— begin —

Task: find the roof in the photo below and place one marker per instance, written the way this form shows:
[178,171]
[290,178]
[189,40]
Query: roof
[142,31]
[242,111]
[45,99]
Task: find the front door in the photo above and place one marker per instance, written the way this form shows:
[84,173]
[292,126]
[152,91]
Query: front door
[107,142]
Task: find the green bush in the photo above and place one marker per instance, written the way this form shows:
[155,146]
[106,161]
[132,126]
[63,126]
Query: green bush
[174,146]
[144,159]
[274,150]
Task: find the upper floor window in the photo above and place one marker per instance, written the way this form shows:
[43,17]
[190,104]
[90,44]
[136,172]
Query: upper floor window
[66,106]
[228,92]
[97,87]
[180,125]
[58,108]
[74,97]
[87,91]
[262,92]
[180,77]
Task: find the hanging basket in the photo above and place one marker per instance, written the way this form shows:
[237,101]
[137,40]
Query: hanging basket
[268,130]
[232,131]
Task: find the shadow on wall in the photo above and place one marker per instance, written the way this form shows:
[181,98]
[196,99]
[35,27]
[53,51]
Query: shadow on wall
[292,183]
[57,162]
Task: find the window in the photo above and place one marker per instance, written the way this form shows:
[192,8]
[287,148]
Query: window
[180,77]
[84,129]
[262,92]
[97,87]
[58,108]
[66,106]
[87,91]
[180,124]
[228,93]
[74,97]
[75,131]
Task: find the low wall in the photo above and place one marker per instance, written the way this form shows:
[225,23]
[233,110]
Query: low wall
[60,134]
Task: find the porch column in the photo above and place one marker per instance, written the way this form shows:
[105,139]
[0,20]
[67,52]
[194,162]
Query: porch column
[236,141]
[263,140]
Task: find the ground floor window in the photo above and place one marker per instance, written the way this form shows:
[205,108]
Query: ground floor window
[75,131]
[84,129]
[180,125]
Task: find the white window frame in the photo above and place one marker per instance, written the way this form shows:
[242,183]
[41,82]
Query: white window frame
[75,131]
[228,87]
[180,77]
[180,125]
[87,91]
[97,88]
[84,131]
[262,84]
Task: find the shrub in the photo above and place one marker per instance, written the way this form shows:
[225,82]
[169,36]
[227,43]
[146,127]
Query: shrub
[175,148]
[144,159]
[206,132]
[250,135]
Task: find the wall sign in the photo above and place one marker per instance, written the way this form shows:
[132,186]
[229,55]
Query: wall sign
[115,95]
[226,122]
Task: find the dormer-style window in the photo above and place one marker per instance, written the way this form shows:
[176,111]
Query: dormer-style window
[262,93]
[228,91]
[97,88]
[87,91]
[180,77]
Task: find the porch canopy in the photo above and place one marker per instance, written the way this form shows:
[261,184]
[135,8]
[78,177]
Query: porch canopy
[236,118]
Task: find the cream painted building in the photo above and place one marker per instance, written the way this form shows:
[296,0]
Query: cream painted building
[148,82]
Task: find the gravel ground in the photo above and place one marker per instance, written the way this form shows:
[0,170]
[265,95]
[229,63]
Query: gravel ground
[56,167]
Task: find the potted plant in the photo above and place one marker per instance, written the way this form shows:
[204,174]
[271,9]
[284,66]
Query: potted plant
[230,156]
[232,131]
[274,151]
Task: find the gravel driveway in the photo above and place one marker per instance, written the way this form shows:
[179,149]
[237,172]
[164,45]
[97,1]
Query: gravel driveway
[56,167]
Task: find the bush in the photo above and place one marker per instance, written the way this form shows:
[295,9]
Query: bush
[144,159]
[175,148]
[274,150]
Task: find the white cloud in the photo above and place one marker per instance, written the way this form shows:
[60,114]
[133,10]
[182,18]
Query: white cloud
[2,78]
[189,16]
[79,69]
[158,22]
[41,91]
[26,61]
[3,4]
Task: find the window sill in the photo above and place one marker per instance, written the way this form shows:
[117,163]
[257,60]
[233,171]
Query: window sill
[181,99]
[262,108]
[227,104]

— end —

== Task statement ==
Give again only the lines of the material above that run from the one with "Task: find the gravel ground" through the end, both included, exactly as they appear.

== Output below ==
Task: find the gravel ground in the photo above and place one marker per instance, written the way this form shows:
[0,170]
[265,95]
[229,63]
Query: gravel ground
[56,167]
Task: find the potted plant in the photo above and place one marker per instance, written the way this form shows:
[204,174]
[271,9]
[284,66]
Query: potted plant
[230,156]
[232,131]
[274,151]
Task: find the gravel driveway in the photo above and place one marker per instance, written the way this form shows:
[179,149]
[237,172]
[164,45]
[97,1]
Query: gravel driveway
[56,167]
Task: find the bush in the photo above and place one marker per instance, written the way this form shows:
[295,9]
Query: bush
[144,159]
[175,148]
[274,150]
Task: find the white cloud in the photo above and place one marker per instance, written the way this form shows:
[60,114]
[133,10]
[182,18]
Query: white cloud
[2,78]
[189,16]
[79,69]
[158,22]
[41,91]
[26,61]
[3,4]
Task: find the window sill in the photo above and place one marker per instance, written the way this form shows:
[117,163]
[257,60]
[233,171]
Query: window sill
[181,99]
[262,108]
[227,104]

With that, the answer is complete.